DATA FOR THIS TASK ->
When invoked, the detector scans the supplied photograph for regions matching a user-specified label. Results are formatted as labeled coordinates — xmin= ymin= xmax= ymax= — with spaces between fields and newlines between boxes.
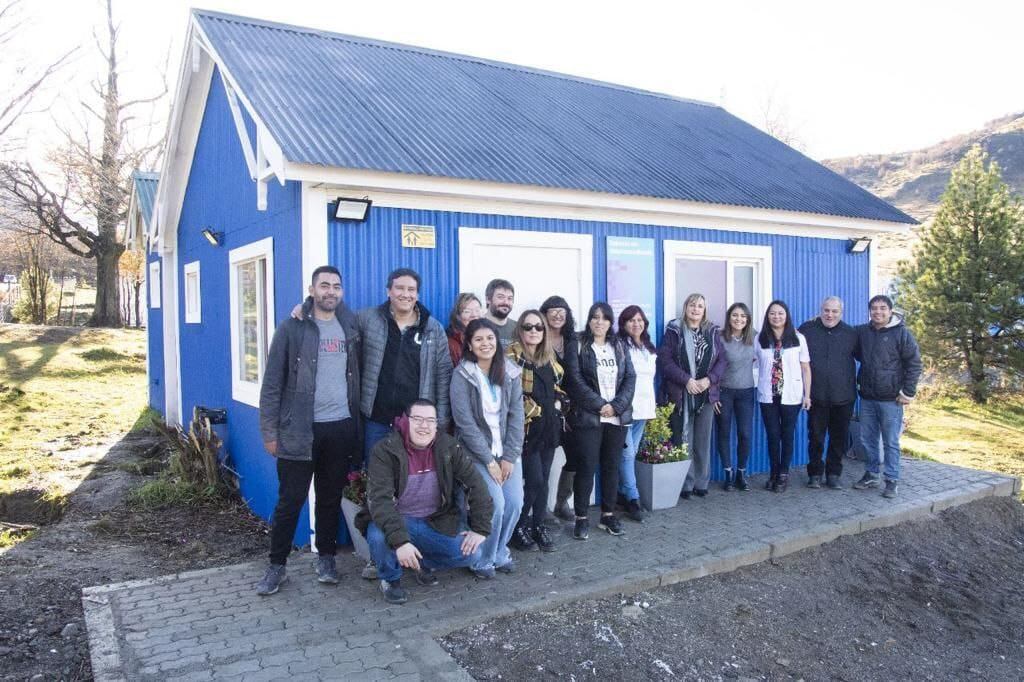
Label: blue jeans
xmin=366 ymin=518 xmax=480 ymax=583
xmin=619 ymin=419 xmax=647 ymax=500
xmin=473 ymin=460 xmax=524 ymax=571
xmin=715 ymin=387 xmax=756 ymax=470
xmin=363 ymin=420 xmax=393 ymax=465
xmin=860 ymin=399 xmax=904 ymax=481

PROBLEM TO WORK ON -> The answer must be the listing above, restated word for word, with no images in it.

RESULT FOR THIS TASK ->
When invoked, the detector scans the supplied photograph for regions matching a user-specified label. Results are formatted as labeled coordinates — xmin= ymin= xmax= ymax= — with spaces between fields and newlines between boxes.
Label: blue jeans
xmin=366 ymin=518 xmax=480 ymax=583
xmin=619 ymin=419 xmax=647 ymax=500
xmin=473 ymin=460 xmax=524 ymax=571
xmin=715 ymin=387 xmax=756 ymax=470
xmin=363 ymin=420 xmax=393 ymax=465
xmin=860 ymin=399 xmax=904 ymax=481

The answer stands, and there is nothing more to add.